TEXT EXCERPT:
## START

For myself, until I know someone well, I don't tell them any private details about my life. Some people just end up using it against you when you find out weeks or months down the road that they weren't worth your time and effort and they needed some sort of rumor dynamite.

 

When I talk to people, the first few times I am more of a listener unless I see fit otherwise. For me listening and just answering questions and making comments here and there is best as you get to know the other person or people better. I usually say random things to begin conversation and once it is fluid, the other person is in the spotlight of conversation. Then again, I can take months or years in some cases before I feel entirely comfortable with someone.

 

Being silent type isn't bad until you're comfortable with someone, thats when I see it might cause problems, because being quiet around someone you've known for a good deal of time acting aloof may set them off to think it is their problems causing your silence. It is something that must be taken in gradually. I learned that conversational skills don't boom overnight. I used to be a very quiet individual and not very open, eventually I realized it was harder to work with people in that case.

 

After I became entirely comfortable with speaking to closer friends and not waiting just for their questions it progressed. Finding unsuspecting victims at an event or such which aren't preoccupied and just talk about anything that will allow them to lead. In these sort of conversations and situations, you don't really have to give out excess personal information really so it works out fine. Depending on how you attempt to open up more it may come easily to be talkative or it may be a long time with select topics for conversation. Everyone is different, and you will be you. Don't talk about anything you're uncomfortable with.

 

Depending on the individual, I've had productive conversations begin by reviewing the days news, weather, cooking, hobbies, music, and dance even. Not all people take in random conversation though I've learned. Not matter where you are, there will be individuals you come accross trying to speak with and they flat out ignore you. Don't become discouraged if anything like that occurs. Just move right along, you'll hit the gold mine in short order.

## END

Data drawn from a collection

## START

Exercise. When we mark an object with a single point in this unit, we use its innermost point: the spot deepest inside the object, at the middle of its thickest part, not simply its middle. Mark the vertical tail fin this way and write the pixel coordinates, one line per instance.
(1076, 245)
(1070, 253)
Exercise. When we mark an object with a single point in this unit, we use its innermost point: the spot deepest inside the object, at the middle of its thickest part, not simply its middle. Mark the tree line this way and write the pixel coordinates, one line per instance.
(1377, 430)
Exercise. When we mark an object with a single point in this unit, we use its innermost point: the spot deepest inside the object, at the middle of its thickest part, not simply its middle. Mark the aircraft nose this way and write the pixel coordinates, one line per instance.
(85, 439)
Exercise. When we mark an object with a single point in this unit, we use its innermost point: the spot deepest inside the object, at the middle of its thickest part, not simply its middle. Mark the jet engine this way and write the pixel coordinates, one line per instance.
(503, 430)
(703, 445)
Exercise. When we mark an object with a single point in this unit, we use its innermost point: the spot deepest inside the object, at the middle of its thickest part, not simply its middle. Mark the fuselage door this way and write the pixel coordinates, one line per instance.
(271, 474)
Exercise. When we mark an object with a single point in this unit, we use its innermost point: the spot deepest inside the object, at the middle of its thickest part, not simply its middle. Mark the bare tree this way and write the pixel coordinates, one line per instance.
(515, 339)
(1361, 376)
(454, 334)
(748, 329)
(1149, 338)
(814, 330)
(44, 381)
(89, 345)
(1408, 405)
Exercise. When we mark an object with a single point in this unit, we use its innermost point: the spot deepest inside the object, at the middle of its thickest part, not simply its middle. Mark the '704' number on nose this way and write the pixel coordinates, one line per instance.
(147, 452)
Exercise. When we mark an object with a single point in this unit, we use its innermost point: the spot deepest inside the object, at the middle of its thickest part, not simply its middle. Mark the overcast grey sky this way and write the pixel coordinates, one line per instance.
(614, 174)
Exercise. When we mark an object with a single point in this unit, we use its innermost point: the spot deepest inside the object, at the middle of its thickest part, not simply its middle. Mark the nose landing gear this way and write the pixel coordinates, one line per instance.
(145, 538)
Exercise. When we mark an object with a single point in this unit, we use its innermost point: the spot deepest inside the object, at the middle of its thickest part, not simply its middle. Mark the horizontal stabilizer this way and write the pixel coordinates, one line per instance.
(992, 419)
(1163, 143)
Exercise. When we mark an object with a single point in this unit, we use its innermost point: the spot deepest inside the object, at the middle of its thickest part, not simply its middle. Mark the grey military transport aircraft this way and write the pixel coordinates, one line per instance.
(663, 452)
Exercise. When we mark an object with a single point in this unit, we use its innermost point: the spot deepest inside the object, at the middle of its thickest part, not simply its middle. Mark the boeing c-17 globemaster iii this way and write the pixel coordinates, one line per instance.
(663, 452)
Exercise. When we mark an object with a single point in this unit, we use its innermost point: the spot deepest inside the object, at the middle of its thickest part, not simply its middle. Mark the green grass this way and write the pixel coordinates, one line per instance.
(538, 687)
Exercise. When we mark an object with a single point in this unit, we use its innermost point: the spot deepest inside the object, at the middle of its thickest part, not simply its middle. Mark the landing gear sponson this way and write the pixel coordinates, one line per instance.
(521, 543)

## END

WHAT TO DO:
a) Retype the part of the text on starting conversations that opens with the words containing "After I became" and closes with "you're uncomfortable with.".
b) List every topic that the text on starting conversations names as having begun a productive conversation.
The items have no connection to the text on starting conversations.

TASK RESPONSES:
a)
After I became entirely comfortable with speaking to closer friends and not waiting just for their questions it progressed. Finding unsuspecting victims at an event or such which aren't preoccupied and just talk about anything that will allow them to lead. In these sort of conversations and situations, you don't really have to give out excess personal information really so it works out fine. Depending on how you attempt to open up more it may come easily to be talkative or it may be a long time with select topics for conversation. Everyone is different, and you will be you. Don't talk about anything you're uncomfortable with.

b) the days news, weather, cooking, hobbies, music, dance